◆ Short exercise ◆
Rewrite the lines of the records with "conifer tree" changed to "pine tree", leaving everything else the same.
begin Given data
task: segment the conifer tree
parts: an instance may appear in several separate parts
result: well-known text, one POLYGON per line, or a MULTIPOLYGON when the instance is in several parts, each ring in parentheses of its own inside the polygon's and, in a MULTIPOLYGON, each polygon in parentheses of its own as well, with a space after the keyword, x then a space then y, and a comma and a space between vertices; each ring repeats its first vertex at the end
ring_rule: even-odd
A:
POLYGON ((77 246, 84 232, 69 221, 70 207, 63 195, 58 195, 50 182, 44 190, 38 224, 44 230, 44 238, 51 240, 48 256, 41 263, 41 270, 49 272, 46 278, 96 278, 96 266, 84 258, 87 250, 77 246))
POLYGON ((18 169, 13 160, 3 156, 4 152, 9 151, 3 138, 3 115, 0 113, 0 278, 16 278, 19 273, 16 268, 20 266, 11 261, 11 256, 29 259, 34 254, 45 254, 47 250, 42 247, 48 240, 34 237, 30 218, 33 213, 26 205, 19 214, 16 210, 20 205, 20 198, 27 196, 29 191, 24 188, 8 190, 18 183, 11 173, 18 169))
end Given data
◆ Solution to this problem ◆
task: segment the pine tree
parts: an instance may appear in several separate parts
result: well-known text, one POLYGON per line, or a MULTIPOLYGON when the instance is in several parts, each ring in parentheses of its own inside the polygon's and, in a MULTIPOLYGON, each polygon in parentheses of its own as well, with a space after the keyword, x then a space then y, and a comma and a space between vertices; each ring repeats its first vertex at the end
ring_rule: even-odd
A:
POLYGON ((77 246, 84 232, 69 221, 70 207, 63 195, 58 195, 50 182, 44 190, 38 224, 44 230, 44 238, 51 240, 48 256, 41 263, 41 270, 49 272, 46 278, 96 278, 96 266, 84 258, 87 250, 77 246))
POLYGON ((18 169, 13 160, 3 156, 4 152, 9 151, 3 138, 3 115, 0 113, 0 278, 16 278, 19 273, 16 268, 20 266, 11 261, 11 256, 29 259, 34 254, 45 254, 47 250, 42 247, 48 240, 34 237, 30 218, 33 213, 26 205, 19 214, 16 210, 20 205, 20 198, 27 196, 29 191, 24 188, 8 190, 18 183, 11 173, 18 169))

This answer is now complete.